Problem requirements
Copy every row below word for word, keeping each line and its spacing the same.

======== Records for processing

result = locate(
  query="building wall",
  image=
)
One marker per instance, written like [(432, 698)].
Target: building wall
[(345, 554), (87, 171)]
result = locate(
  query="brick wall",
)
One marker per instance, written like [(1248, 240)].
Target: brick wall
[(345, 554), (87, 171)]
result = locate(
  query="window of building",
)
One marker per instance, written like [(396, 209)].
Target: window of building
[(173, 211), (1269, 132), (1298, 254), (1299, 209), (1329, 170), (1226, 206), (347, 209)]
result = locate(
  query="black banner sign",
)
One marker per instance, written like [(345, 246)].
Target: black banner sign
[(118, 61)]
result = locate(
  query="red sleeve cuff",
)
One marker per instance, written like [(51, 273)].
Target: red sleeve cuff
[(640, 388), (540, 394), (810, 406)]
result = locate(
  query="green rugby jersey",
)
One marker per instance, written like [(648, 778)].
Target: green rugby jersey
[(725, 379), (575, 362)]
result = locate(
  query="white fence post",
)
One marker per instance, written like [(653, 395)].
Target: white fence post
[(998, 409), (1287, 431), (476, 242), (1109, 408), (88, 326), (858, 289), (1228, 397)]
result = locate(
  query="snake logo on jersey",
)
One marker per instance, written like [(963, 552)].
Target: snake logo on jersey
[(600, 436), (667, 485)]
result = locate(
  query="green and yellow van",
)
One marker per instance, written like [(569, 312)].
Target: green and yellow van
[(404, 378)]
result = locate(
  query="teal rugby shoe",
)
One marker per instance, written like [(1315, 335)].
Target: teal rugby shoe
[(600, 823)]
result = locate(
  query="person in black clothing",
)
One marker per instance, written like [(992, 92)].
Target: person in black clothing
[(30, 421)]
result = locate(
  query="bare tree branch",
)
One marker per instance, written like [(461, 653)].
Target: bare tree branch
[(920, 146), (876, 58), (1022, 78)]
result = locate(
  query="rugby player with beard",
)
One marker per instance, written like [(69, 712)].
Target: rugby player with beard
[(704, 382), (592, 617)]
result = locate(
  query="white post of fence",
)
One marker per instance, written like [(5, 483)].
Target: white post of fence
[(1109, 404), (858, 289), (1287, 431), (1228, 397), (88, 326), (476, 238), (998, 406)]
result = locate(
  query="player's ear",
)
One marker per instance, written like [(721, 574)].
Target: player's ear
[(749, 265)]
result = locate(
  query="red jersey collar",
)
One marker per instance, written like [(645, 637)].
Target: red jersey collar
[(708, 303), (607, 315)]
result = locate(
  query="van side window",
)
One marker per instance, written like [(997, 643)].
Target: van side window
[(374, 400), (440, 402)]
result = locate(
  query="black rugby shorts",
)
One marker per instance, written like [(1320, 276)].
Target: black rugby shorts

================

Written answer
result = locate(
  query="building wall",
  image=
)
One marker per instance, written like [(432, 698)].
Target: building wall
[(345, 554), (87, 171)]
result = locate(
  query="brick wall",
)
One marker per instance, written like [(1248, 240)].
Target: brick wall
[(345, 554), (87, 171)]
result = locate(
  query="window of building",
)
One marker per instance, written like [(396, 209)].
Target: window of building
[(173, 211), (1269, 132), (1298, 254), (1299, 209), (1329, 170), (1226, 206), (347, 209)]
result = locate(
  query="black banner sign",
)
One marker per instance, written like [(345, 246)].
Target: black banner sign
[(118, 61)]
result = locate(
  query="red sleeve cuff",
)
One marker per instance, written like [(51, 273)].
Target: red sleeve cuff
[(640, 388), (540, 394), (810, 406)]
result = locate(
  query="green rugby jersey",
)
One marker per instance, written like [(648, 778)].
Target: green rugby jersey
[(725, 379), (575, 362)]
result = locate(
  query="white fence post",
)
One marker per instance, written like [(653, 395)].
Target: white fence post
[(998, 409), (1287, 431), (476, 242), (1109, 408), (88, 326), (858, 289), (1228, 397)]
result = locate(
  query="snake logo on jersey",
)
One marker per instance, written like [(963, 552)].
Target: snake logo on jersey
[(600, 436), (667, 485)]
result = locate(
  query="green and yellow van",
)
One marker per instance, written like [(569, 312)].
Target: green and yellow van
[(404, 378)]
result = locate(
  query="teal rugby shoe",
)
One marker per instance, written like [(1315, 335)].
Target: teal rugby shoe
[(600, 823)]
result = locate(
  query="person in black clothing",
)
One marker per instance, written like [(992, 92)].
Target: person in black clothing
[(30, 421)]
result = locate(
  query="bare tree branch",
)
One marker per instance, written like [(461, 653)].
Target: bare tree branch
[(920, 146), (876, 58), (1022, 78)]
result = locate(
  query="rugby player with beard",
)
One marker per instance, written like [(69, 712)].
Target: rugby player with beard
[(704, 382), (592, 617)]
result = locate(
  query="white post of fence",
)
One marker per instance, written like [(5, 483)].
Target: white post of fence
[(1109, 404), (858, 289), (1287, 431), (1228, 397), (88, 326), (476, 238), (998, 406)]
result = locate(
  query="player's ear",
)
One marker per instance, written like [(721, 574)].
Target: player's ear
[(749, 265)]
result = locate(
  query="red jersey collar",
)
One marker per instance, written like [(645, 637)].
Target: red jersey collar
[(708, 303), (607, 315)]
result = locate(
  query="van side window",
)
One marker per instance, written like [(997, 643)].
Target: van side window
[(374, 400), (440, 402)]
result = locate(
  query="black rugby shorts",
)
One marker per instance, written like [(1320, 276)].
Target: black rugby shorts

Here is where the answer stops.